### Text segment:

━━━━━━━━━━━━━━━━

Also included as invalid data are the data outages due to routine system calibrations. The 4-month calibrations occurred in March, July and November. Various calibration checks occurred between the routine system calibrations to ensure that the data are correct. The third 4-month calibration was extended due to installation of surge arrestors on the bridge terminals and in the wind translators.

2.5.4 DIFFUSION CLIMATOLOGY The nature of the surface over which the air flows is the prime factor in determining the atmospheric diffusion characteristics of airborne material released at the Facility site, inasmuch as these diffusion characteristics are governed by surface-generated turbulence.

2.5.4.1 Turbulence and Diffusion Regimes Atmospheric diffusion processes are governed by turbulence generated in either of two ways: (1) by mechanical action as the airflow is made irregular as the air moves over a rough surface and (2) by thermal buoyancy forces which either stimulate or inhibit vertical turbulence and mixing.

The critical vertical temperature gradient, or vertical temperature lapse rate, is 10°C per km or 5-1/2°F per 1,000 feet. This critical lapse rate is known as the dry adiabatic lapse rate. When the temperature decreases or lapses with height at a rate greater than 10°C km -1, the air is unstable and active vertical churning known as thermal turbulence occurs. Under such conditions, plume looping is observed. If the lapse rate is less than 10°C km -1, the air is stable and vertical mixing is inhibited. When an inversion occurs in which the temperature increases with height, the air is very stable and mixing is very slight. A fanning plume with pronounced horizontal dispersion but minimal vertical dispersion occurs with an inversion.

━━━━━━━━━━━━━━━━

### Entries supplied:
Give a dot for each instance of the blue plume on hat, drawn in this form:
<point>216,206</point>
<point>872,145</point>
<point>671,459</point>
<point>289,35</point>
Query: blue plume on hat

━━━━━━━━━━━━━━━━

Write what comes next in the atmospheric diffusion text, picking up right after its final sentence. The data have nothing to do with the atmospheric diffusion text.

### Result for this exercise:
With brisk winds blowing over rough terrain, mechanical turbulence develops.

The vertical mixing thus induced tends to maintain the lapse rate at a value close to 10°C km-1, in which the air is neither stable nor unstable but neutral.

Mechanical turbulence of this type leads to plume coning, which is characterized by nearly equal horizontal and vertical dispersion.

DSAR CHAPTER 2 - SITE AND ENVIRONMENT Revision 36 SECTION 2.5 Page 2.5-9 of 2.5-12 Both types of turbulence and various plume formations are readily observed in the shoreline area of Lake Michigan. As the wind blows across the shoreline, pronounced changes in mechanical turbulence and in thermal turbulence often occur. Thermal effects are greatest in the late spring and early summer when the temperature differences between water and land are greatest.

2.5.4.2 Shoreline Influences Based solely upon considerations of mechanical turbulence, winds coming off the water are generally expected to be less turbulent than winds coming off the land, given the same meteorological conditions. This is especially the case in the late spring and early summer months when the surface lake temperature is lower than the average air temperature. This difference in air-water temperature gives rise to an inversion condition over the water and, consequently, a reduction in the turbulence. Onshore winds reaching the Facility site during the months of May, June and July generally would have very low turbulence. As they move inland, winds gain somewhat in turbulence in the lower layers due to the surface roughness of the trees and the thermal heating of the land. The most likely postulated release would be from a low elevation and its diffusion would be enhanced by mechanical and thermal turbulence characteristics of the shore with dunes being present between the containment building and the site boundary. On the other hand, winds blowing offshore generally arrive at the Facility site with marked turbulence, but this turbulence is damped out over the lake at some distance from the site.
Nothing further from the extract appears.